Provided entries:

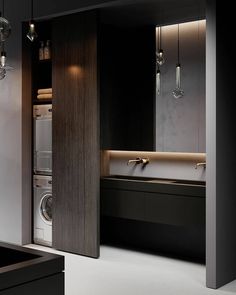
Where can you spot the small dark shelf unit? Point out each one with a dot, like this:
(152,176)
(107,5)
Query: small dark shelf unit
(41,69)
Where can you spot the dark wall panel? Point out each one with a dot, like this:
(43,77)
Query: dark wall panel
(75,134)
(221,201)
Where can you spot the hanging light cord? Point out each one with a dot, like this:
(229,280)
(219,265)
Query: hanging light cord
(32,9)
(178,46)
(160,39)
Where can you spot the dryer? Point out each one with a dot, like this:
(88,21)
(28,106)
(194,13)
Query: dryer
(42,210)
(42,139)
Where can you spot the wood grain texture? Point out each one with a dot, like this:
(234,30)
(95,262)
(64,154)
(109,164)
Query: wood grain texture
(76,135)
(26,138)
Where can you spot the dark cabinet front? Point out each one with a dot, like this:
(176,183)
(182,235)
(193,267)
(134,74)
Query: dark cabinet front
(75,134)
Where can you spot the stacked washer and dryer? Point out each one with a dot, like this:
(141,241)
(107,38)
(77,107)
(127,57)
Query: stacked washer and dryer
(42,178)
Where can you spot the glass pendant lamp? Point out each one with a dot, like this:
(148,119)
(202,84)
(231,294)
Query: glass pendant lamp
(178,91)
(32,35)
(5,27)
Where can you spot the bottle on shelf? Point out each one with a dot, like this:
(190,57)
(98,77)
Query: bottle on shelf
(47,50)
(41,51)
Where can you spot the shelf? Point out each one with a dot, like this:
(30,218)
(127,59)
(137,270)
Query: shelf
(43,61)
(42,101)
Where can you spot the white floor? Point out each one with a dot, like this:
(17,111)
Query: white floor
(124,272)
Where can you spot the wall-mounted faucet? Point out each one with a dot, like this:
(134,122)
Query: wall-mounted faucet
(200,164)
(139,160)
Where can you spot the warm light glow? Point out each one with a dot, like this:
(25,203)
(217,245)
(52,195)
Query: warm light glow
(160,156)
(75,70)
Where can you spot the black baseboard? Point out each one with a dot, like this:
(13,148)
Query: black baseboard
(186,243)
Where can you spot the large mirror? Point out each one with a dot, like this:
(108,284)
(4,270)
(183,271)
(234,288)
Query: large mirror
(180,122)
(135,116)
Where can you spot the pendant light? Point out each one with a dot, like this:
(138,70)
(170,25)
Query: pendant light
(178,91)
(5,27)
(159,55)
(3,59)
(32,35)
(158,81)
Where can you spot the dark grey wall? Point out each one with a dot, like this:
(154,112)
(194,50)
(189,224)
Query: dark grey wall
(221,146)
(15,211)
(180,123)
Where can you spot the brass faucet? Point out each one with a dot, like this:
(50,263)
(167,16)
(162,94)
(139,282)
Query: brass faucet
(139,161)
(200,164)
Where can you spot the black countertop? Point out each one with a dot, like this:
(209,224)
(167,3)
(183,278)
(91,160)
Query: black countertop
(155,185)
(19,265)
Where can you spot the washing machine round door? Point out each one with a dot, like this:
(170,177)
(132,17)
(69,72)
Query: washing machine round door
(46,208)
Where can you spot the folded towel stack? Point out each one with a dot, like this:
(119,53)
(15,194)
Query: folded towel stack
(45,93)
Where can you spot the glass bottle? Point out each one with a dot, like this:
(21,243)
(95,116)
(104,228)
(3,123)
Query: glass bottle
(47,50)
(41,51)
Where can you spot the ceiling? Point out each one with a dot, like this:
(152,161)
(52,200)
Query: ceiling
(153,12)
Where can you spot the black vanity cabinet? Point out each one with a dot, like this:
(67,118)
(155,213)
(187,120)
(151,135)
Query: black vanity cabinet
(159,216)
(127,87)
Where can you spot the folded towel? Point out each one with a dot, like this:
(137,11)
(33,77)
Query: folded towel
(44,96)
(45,91)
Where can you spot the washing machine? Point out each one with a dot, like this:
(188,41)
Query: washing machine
(43,210)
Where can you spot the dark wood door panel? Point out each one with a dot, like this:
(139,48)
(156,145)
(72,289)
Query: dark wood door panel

Stated problem: Find the line containing "Where can you spot the pendant". Reproduce it exactly, along with every line after it through the last.

Exercise solution:
Where can you spot the pendant light? Point out each one with a dot, like this:
(138,70)
(170,25)
Query: pendant light
(178,91)
(5,27)
(159,55)
(3,59)
(32,35)
(158,81)
Where can you spot the dark grey wall? Point out each one with a dot, like this:
(154,112)
(194,50)
(189,224)
Query: dark grey wall
(221,146)
(15,211)
(180,123)
Where can you spot the brass faucet? Point out each one with a dot, like this:
(50,263)
(167,16)
(162,94)
(139,282)
Query: brass faucet
(139,161)
(200,164)
Where can you spot the black countertop? Point out each one with a dot, like this:
(209,224)
(167,3)
(183,278)
(91,160)
Query: black countertop
(155,185)
(19,265)
Where can you spot the washing machine round door? Point out each one with a dot, like this:
(170,177)
(132,17)
(69,72)
Query: washing machine round door
(46,208)
Where can you spot the folded towel stack? Point out each one with a dot, like this:
(119,53)
(15,194)
Query: folded towel stack
(45,93)
Where can you spot the glass bottle? Point out each one with a dot, like this:
(21,243)
(95,116)
(104,228)
(3,123)
Query: glass bottle
(47,50)
(41,51)
Where can you spot the ceiling? Point out each one with a dot, like this:
(152,161)
(52,200)
Query: ceiling
(153,12)
Where can you spot the black vanity cabinet? Point out each one with a dot, like this:
(67,118)
(155,213)
(187,120)
(151,135)
Query: black vanity cabinet
(159,216)
(127,87)
Where can you spot the folded towel? Point out each one with a dot, like this:
(137,11)
(33,77)
Query: folded towel
(44,96)
(45,91)
Where can you spot the washing machine? Point out each one with a dot, like this:
(188,41)
Query: washing machine
(43,210)
Where can you spot the dark wood door panel? Point out each one with a dot, like this:
(139,48)
(156,145)
(72,289)
Query: dark wood door panel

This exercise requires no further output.